Aprendizagem com famílias indígenas e caixas de comida atiradas para a selva. Como sobreviveram as crianças 40 dias desaparecidas?

10 jun 2023, 11:21
Crianças desaparecidas há 40 dias na selva colombiana foram resgatadas (Associated Press e Getty Images)

Embora desnutridas, nenhuma das crianças está em estado grave. Acredita-se que os conhecimentos indígenas as podem ter salvado.

Foram 40 dias na selva densa, sem proteção, rodeadas de ameaças e mudanças de temperatura. E mesmo assim sobreviveram: foram este sábado resgatados os quatro irmãos, de 13, 9, 4 anos e um bebé de 11 meses, que estavam há mais de um mês na selva amazónica do sul da Colômbia.

**Listagem:**
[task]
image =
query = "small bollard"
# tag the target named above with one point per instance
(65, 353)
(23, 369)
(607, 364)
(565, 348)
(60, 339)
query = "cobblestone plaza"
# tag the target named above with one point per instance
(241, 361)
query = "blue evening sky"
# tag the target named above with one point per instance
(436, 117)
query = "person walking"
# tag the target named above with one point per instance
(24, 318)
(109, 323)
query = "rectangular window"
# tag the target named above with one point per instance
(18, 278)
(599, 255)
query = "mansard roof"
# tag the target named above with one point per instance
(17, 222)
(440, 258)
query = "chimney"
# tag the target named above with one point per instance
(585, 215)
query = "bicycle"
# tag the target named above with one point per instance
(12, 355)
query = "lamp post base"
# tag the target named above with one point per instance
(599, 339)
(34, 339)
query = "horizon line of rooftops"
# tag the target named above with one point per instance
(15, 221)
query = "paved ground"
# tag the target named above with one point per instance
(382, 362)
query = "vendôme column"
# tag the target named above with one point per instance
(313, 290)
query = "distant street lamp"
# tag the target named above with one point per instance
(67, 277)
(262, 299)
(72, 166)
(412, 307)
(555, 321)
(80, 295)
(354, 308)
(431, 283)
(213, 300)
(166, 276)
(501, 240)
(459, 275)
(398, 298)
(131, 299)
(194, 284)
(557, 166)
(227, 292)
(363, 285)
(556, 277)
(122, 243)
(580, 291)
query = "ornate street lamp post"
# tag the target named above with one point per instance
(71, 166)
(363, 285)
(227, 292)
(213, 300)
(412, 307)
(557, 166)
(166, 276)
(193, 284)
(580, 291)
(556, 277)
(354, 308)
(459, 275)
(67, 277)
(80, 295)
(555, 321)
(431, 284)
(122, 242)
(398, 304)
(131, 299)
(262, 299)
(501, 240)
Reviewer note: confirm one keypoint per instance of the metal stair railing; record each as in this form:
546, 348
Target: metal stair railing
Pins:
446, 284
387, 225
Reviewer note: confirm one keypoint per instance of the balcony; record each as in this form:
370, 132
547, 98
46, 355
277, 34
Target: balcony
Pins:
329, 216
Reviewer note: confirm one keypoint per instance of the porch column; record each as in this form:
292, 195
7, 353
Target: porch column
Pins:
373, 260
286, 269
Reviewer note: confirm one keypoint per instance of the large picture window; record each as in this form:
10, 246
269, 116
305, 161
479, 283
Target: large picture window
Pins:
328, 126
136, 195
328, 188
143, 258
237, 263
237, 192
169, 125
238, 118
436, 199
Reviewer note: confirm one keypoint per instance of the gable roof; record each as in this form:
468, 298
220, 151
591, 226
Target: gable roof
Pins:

**Tarefas propostas:**
a) Reescreva em forma abreviada o parágrafo do excerto iniciado por «Foram 40 dias na selva densa», conservando os factos principais.
b) Com base no excerto, responda a cada pergunta numa linha:
(i) Em que estado de saúde se encontram as crianças?
(ii) Que idade tem a criança mais nova?
(iii) Em que data foi publicada a notícia?

**Soluções por tarefa:**
a) Quatro irmãos, de 13, 9 e 4 anos e um bebé de 11 meses, sobreviveram 40 dias sem proteção na selva amazónica do sul da Colômbia e foram resgatados este sábado.

b)
(i) Estão desnutridas, mas nenhuma está em estado grave.
(ii) Tem 11 meses.
(iii) A 10 de junho de 2023.